Data for this exercise Block Start

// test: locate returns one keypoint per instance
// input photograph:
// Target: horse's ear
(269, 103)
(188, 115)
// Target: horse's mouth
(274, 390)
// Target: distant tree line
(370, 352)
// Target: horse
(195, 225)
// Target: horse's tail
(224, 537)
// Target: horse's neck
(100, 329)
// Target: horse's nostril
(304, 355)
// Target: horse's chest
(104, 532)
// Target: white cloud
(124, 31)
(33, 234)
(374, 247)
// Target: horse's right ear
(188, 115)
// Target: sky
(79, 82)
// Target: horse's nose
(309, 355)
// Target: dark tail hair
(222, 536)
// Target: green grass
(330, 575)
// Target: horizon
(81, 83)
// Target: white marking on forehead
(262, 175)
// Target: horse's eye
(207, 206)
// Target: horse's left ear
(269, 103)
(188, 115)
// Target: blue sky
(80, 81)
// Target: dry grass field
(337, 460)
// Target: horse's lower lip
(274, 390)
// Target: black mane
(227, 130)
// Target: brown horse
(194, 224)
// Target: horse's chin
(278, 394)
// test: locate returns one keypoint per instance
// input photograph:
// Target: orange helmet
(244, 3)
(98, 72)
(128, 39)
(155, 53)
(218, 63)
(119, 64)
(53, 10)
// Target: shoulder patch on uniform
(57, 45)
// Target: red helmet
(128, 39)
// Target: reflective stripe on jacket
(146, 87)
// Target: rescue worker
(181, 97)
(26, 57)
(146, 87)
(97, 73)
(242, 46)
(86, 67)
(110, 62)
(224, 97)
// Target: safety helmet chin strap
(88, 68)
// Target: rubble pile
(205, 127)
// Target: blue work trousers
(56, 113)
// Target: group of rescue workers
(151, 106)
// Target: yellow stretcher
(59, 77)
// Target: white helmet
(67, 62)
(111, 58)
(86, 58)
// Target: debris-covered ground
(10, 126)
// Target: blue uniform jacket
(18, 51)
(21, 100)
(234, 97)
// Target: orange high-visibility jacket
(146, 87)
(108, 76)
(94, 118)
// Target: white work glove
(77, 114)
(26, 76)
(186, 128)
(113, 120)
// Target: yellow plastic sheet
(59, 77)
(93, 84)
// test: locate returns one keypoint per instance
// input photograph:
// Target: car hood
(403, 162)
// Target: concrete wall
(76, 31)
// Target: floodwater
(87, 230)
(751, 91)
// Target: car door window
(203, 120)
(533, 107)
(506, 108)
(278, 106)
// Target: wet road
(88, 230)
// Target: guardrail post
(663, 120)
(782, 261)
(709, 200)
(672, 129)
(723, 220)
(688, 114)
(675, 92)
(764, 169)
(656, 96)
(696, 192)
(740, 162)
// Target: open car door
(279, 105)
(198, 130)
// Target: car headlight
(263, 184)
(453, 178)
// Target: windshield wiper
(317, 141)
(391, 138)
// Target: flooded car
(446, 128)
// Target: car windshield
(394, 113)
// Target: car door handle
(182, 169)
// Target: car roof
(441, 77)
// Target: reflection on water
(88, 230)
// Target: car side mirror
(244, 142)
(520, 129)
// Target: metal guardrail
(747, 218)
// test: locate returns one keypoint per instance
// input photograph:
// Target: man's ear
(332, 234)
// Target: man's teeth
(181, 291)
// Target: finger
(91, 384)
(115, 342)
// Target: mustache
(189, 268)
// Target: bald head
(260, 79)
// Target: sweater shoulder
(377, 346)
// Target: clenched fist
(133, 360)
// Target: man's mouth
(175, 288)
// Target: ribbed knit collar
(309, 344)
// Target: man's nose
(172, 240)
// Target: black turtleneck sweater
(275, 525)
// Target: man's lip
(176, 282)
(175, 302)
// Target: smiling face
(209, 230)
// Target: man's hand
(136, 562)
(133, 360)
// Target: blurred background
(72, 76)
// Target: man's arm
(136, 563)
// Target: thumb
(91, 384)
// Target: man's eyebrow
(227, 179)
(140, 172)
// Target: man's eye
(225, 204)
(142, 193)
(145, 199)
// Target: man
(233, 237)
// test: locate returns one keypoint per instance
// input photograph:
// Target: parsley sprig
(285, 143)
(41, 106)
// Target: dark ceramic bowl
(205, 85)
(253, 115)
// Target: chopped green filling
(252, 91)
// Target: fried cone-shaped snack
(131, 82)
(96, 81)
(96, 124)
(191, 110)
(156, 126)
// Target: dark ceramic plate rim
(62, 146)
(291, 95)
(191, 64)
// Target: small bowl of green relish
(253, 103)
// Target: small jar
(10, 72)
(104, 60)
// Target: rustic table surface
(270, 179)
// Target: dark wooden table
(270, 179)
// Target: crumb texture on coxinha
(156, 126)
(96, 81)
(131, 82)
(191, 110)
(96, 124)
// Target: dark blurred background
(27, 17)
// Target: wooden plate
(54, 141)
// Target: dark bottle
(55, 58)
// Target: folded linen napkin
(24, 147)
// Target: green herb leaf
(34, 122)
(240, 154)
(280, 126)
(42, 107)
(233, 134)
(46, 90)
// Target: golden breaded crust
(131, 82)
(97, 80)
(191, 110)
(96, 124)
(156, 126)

Data for this exercise Block End

The entries must all be transcribed exactly.

* **Solution to this task**
// test: locate returns one keypoint per instance
// input photograph:
// Target: horse's ear
(269, 103)
(188, 115)
// Target: horse's mouth
(274, 390)
// Target: distant tree line
(370, 352)
// Target: horse
(195, 225)
// Target: horse's tail
(224, 537)
// Target: horse's neck
(100, 329)
// Target: horse's nostril
(304, 355)
// Target: horse's chest
(104, 532)
// Target: white cloud
(124, 31)
(33, 234)
(374, 247)
// Target: horse's right ear
(188, 115)
// Target: sky
(79, 82)
// Target: horse's nose
(309, 355)
// Target: dark tail hair
(222, 536)
// Target: green grass
(330, 575)
// Target: horizon
(81, 83)
// Target: white marking on forehead
(262, 175)
// Target: horse's eye
(207, 206)
// Target: horse's left ear
(269, 103)
(188, 115)
// Target: blue sky
(80, 81)
// Target: dry grass field
(337, 460)
// Target: horse's lower lip
(274, 390)
// Target: black mane
(227, 130)
// Target: brown horse
(194, 224)
// Target: horse's chin
(278, 394)
// test: locate returns one keypoint per instance
// input photograph:
// Target: orange helmet
(244, 3)
(98, 72)
(128, 39)
(155, 53)
(218, 63)
(119, 64)
(53, 10)
// Target: shoulder patch on uniform
(57, 45)
// Target: red helmet
(128, 39)
// Target: reflective stripe on jacket
(146, 87)
// Target: rescue worker
(181, 97)
(26, 57)
(146, 87)
(97, 73)
(242, 46)
(86, 67)
(110, 62)
(224, 97)
// Target: safety helmet chin strap
(88, 68)
// Target: rubble pile
(205, 127)
// Target: blue work trousers
(56, 113)
// Target: group of rescue workers
(151, 106)
// Target: yellow stretcher
(59, 77)
// Target: white helmet
(67, 62)
(111, 58)
(86, 58)
// Target: debris-covered ground
(10, 126)
// Target: blue uniform jacket
(18, 51)
(21, 100)
(234, 97)
// Target: orange high-visibility jacket
(146, 87)
(108, 76)
(94, 118)
// Target: white work glove
(77, 114)
(26, 76)
(186, 128)
(113, 120)
// Target: yellow plastic sheet
(59, 77)
(93, 84)
// test: locate returns one keypoint per instance
// input photograph:
// Target: car hood
(403, 162)
// Target: concrete wall
(76, 31)
// Target: floodwater
(87, 230)
(751, 91)
// Target: car door window
(203, 120)
(533, 107)
(506, 108)
(278, 106)
// Target: wet road
(88, 230)
// Target: guardrail post
(663, 120)
(782, 261)
(709, 200)
(672, 129)
(723, 220)
(688, 114)
(675, 92)
(764, 169)
(656, 96)
(696, 192)
(740, 162)
// Target: open car door
(279, 105)
(198, 130)
// Target: car headlight
(263, 184)
(453, 178)
// Target: windshield wiper
(317, 141)
(391, 138)
// Target: flooded car
(446, 128)
// Target: car windshield
(394, 113)
// Target: car door handle
(182, 169)
// Target: car roof
(441, 77)
// Target: reflection on water
(88, 230)
// Target: car side mirror
(244, 142)
(520, 129)
// Target: metal guardrail
(747, 218)
// test: locate returns one keypoint per instance
// input photograph:
// Target: man's ear
(332, 234)
// Target: man's teeth
(181, 291)
// Target: finger
(91, 384)
(115, 342)
// Target: mustache
(189, 268)
// Target: bald head
(260, 79)
// Target: sweater shoulder
(377, 346)
// Target: clenched fist
(133, 360)
// Target: man's mouth
(175, 288)
// Target: ribbed knit collar
(309, 344)
// Target: man's nose
(172, 240)
// Target: black turtleneck sweater
(275, 525)
// Target: man's lip
(176, 282)
(175, 302)
// Target: smiling face
(209, 230)
// Target: man's hand
(136, 562)
(133, 360)
// Target: blurred background
(72, 76)
// Target: man's arm
(136, 563)
// Target: thumb
(91, 384)
// Target: man's eyebrow
(227, 179)
(140, 172)
// Target: man's eye
(225, 204)
(142, 193)
(145, 199)
// Target: man
(233, 237)
// test: locate returns one keypoint per instance
// input photograph:
// Target: parsley sprig
(285, 143)
(41, 106)
// Target: dark ceramic bowl
(205, 85)
(253, 115)
// Target: chopped green filling
(252, 91)
// Target: fried cone-shaped snack
(131, 82)
(96, 81)
(96, 124)
(191, 110)
(156, 126)
// Target: dark ceramic plate rim
(62, 146)
(291, 95)
(191, 64)
// Target: small bowl of green relish
(253, 103)
// Target: small jar
(10, 72)
(104, 60)
// Target: rustic table surface
(270, 179)
// Target: dark wooden table
(270, 179)
// Target: crumb texture on coxinha
(156, 126)
(96, 81)
(131, 82)
(191, 110)
(96, 124)
// Target: dark blurred background
(27, 17)
// Target: wooden plate
(54, 141)
// Target: dark bottle
(55, 58)
// Target: folded linen napkin
(24, 147)
// Target: green herb leaf
(34, 122)
(240, 154)
(280, 126)
(42, 107)
(233, 134)
(46, 90)
// Target: golden breaded crust
(131, 82)
(97, 80)
(191, 110)
(96, 124)
(156, 126)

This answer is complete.